Molti mangimi starter presentano pellets di piccole dimensioni (8 mm di diametro) e per questo motivo sono meno efficaci nel promuovere lo sviluppo della muscolatura ruminale. Sono da preferirsi mangimi starter caratterizzati da pellets di 12 millimetri di diametro. Durante l’esecuzione di prove in campo è stata osservata un’assunzione media maggiore del 15 per cento, per quanto riguarda i mangimi strutturati, rispetto a quella osservata per i mangimi pellettati.

Un altro fattore da tenere in considerazione è il fabbisogno idrico dei vitelli, è noto a tutti che l’acqua è un elemento fondamentale per la sopravvivenza dell’animale, ma è determinante anche per consentire un adeguato sviluppo della popolazione batterica ruminale. Purtroppo, ci sono ancora allevatori che impediscono o limitano l’accesso all’acqua ai vitelli durante l’alimentazione lattea. Nei vitelli che si alimentano esclusivamente dalla bottiglia, si ha la chiusura della doccia esofagea e i liquidi raggiungono direttamente l’abomaso, bypassando il rumine. Come risultato, il fabbisogno idrico dei batteri ruminali non è soddisfatto. Al contrario, quando l’acqua è assunta da un recipiente (un secchio, per esempio) essa raggiunge direttamente il rumine.

^^^^

• _Requisiti dell'esercizio_
Riscrivi il testo sull'alimentazione dei vitelli cominciando da "Molti mangimi starter" e proseguendo fino a "i mangimi pellettati.", rinominando "mangimi starter" in "mangimi di svezzamento".

^^^^

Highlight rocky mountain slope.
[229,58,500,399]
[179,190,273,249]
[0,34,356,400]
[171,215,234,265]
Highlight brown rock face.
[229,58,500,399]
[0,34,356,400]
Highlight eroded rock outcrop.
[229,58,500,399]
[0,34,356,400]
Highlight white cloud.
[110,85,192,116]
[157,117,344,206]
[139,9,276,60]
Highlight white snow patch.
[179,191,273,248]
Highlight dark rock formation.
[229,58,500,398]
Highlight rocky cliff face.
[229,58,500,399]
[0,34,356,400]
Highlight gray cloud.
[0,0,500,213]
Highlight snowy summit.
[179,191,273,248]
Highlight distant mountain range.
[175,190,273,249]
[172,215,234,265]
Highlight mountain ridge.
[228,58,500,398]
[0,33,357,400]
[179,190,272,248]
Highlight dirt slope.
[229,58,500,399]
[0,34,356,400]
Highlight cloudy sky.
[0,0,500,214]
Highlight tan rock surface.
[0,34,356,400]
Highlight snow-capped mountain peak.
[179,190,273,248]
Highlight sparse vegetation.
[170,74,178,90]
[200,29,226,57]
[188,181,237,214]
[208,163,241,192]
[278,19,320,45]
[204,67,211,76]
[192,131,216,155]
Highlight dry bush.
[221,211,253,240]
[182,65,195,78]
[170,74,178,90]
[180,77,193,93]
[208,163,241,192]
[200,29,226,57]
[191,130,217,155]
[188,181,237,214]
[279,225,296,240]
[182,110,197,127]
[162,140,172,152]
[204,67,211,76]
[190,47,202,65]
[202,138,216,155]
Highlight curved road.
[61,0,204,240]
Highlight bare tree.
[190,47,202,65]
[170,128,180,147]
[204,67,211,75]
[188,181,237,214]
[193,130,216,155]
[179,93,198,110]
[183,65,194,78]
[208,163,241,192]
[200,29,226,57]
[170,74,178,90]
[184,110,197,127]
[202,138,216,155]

^^^^

• _Risposta scritta_
Molti mangimi di svezzamento presentano pellets di piccole dimensioni (8 mm di diametro) e per questo motivo sono meno efficaci nel promuovere lo sviluppo della muscolatura ruminale. Sono da preferirsi mangimi di svezzamento caratterizzati da pellets di 12 millimetri di diametro. Durante l’esecuzione di prove in campo è stata osservata un’assunzione media maggiore del 15 per cento, per quanto riguarda i mangimi strutturati, rispetto a quella osservata per i mangimi pellettati.